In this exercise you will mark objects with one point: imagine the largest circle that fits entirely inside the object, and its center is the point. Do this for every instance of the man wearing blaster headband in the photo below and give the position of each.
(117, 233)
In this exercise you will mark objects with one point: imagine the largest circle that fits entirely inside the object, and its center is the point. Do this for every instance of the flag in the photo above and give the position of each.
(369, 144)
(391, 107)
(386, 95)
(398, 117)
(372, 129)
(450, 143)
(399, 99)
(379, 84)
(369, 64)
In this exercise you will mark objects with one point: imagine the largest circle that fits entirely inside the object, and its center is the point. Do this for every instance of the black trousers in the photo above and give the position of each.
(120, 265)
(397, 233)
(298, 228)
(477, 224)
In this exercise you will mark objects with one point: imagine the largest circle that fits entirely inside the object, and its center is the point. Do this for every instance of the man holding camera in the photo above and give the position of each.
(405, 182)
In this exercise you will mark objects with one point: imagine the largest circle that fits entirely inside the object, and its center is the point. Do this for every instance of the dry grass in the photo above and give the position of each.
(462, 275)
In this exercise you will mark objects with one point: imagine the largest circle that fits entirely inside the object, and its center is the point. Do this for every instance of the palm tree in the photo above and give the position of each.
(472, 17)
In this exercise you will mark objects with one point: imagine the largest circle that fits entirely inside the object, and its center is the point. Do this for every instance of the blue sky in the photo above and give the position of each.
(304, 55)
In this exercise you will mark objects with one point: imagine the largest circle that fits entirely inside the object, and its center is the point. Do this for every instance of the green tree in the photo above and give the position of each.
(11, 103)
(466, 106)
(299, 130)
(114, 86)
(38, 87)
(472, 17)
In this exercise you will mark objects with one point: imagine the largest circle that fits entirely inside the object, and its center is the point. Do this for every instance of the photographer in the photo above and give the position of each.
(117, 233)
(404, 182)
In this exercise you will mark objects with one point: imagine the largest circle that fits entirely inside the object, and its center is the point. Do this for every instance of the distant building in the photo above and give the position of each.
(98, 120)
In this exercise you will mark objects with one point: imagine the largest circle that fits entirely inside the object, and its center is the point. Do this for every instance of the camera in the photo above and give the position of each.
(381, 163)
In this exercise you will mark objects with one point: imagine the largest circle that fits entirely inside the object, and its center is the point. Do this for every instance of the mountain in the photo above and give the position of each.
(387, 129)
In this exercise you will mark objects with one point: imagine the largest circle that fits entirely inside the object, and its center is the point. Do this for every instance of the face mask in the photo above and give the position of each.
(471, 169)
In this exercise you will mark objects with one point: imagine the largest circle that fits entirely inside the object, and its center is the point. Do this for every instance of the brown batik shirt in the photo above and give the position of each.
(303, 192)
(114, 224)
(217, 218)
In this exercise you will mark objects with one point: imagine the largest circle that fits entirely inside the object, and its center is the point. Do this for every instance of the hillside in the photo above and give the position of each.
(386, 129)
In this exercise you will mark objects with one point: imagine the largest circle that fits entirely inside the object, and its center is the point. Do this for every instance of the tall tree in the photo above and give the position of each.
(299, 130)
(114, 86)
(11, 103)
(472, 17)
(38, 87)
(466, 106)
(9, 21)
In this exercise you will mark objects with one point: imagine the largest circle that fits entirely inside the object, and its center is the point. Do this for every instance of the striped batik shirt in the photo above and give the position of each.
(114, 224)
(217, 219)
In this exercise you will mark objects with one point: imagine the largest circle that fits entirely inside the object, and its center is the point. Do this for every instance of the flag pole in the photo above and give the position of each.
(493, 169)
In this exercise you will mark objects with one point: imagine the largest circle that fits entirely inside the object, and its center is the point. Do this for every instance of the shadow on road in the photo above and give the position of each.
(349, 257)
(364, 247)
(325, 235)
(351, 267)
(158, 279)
= = =
• INSTRUCTIONS FOR THE TASK: Can you restate every record above word for word?

• EXERCISE RESULT:
In this exercise you will mark objects with one point: imagine the largest circle that fits entirely inside the object, and its center is the point. Do this for every instance of the man wearing blaster headband in the photo below and give the position of each.
(117, 233)
In this exercise you will mark objects with one point: imagine the largest circle that fits entirely inside the object, and its center is the point. Do this for every instance of the flag in the photo above and give the position of each.
(369, 144)
(391, 107)
(386, 95)
(398, 117)
(372, 129)
(450, 143)
(399, 99)
(379, 84)
(369, 64)
In this exercise you will mark objects with one point: imagine the largest circle that fits entirely inside the object, and its center is the point. Do this for every instance of the black trousers in the photo above and give the position of each.
(120, 265)
(397, 233)
(298, 228)
(477, 224)
In this exercise you will mark objects with one point: imagine the largest circle that fits entirely inside the object, and its center is the point. Do this for every instance of the man holding camera in the photo above and give the position of each.
(405, 182)
In this exercise you will mark objects with one point: imagine the largest circle that fits entirely inside the object, and its center is the point. Do this for every instance of the dry grass in the photo above and give the position of each.
(462, 275)
In this exercise you will mark objects with one point: imagine the largest circle that fits entirely inside the object, and its center is the point. Do this for every instance of the palm tree in the photo above and give the position of each.
(472, 17)
In this exercise you will mark objects with one point: imagine the largest circle that fits entirely inside the object, and its center is the point. Do this for every instance of the blue sky in the photo above and give the position of each.
(304, 55)
In this exercise you will mark objects with one point: imagine the largest circle that fits entirely inside the object, and its center is the point. Do this for every instance of the green tree in the photo above and give the position of each.
(11, 103)
(466, 106)
(299, 130)
(114, 86)
(38, 87)
(472, 17)
In this exercise you will mark objects with one point: imagine the largest circle that fits entirely inside the object, and its center is the point. Do this for every instance of the photographer in the photo above and give the position of each.
(117, 233)
(404, 182)
In this exercise you will mark objects with one point: imagine the largest circle that fits entirely inside the object, and its center is the point. Do this for every instance of the distant building in the photo above and give the position of each.
(98, 120)
In this exercise you will mark objects with one point: imagine the largest circle that fits entirely inside the object, and its center is the point. Do this for every instance of the camera in the photo above and give the position of each.
(381, 163)
In this exercise you will mark objects with one point: imagine the largest circle that fits entirely inside the object, and its center is the point. Do this for every instance of the mountain in the photo above and give the position of each.
(387, 129)
In this exercise you will mark objects with one point: imagine the largest circle that fits entirely inside the object, and its center is the point. Do this for every instance of the face mask in the photo above and give the position of each.
(471, 169)
In this exercise you will mark objects with one point: imagine the largest circle that fits entirely inside the object, and its center is the point. Do this for every instance of the brown batik shirt in the photo above and give the position of each.
(303, 192)
(114, 224)
(217, 218)
In this exercise you will mark objects with one point: imagine the largest circle that fits entirely inside the object, and its center is the point. Do this for every instance of the hillside in the photo above and give the position of each.
(386, 129)
In this exercise you will mark objects with one point: imagine the largest circle that fits entirely inside the object, and its center is the point. Do this for every instance of the tall tree in the photo above and give the position of each.
(299, 130)
(114, 86)
(11, 103)
(472, 17)
(38, 87)
(466, 106)
(9, 21)
In this exercise you will mark objects with one point: imagine the largest circle that fits entirely inside the object, and its center is the point. Do this for every instance of the striped batik shirt in the photo above and give the position of each.
(114, 224)
(217, 219)
In this exercise you will mark objects with one point: imagine the largest circle that fits entirely inside the object, and its center is the point. Do this for every instance of the flag pole in the photo above and give the position of each.
(493, 169)
In this exercise you will mark objects with one point: imagine the largest circle that fits entirely inside the object, and its center is the point. Do this for every instance of the shadow on road in the photo above and give the position of each.
(349, 257)
(364, 247)
(325, 235)
(351, 267)
(158, 279)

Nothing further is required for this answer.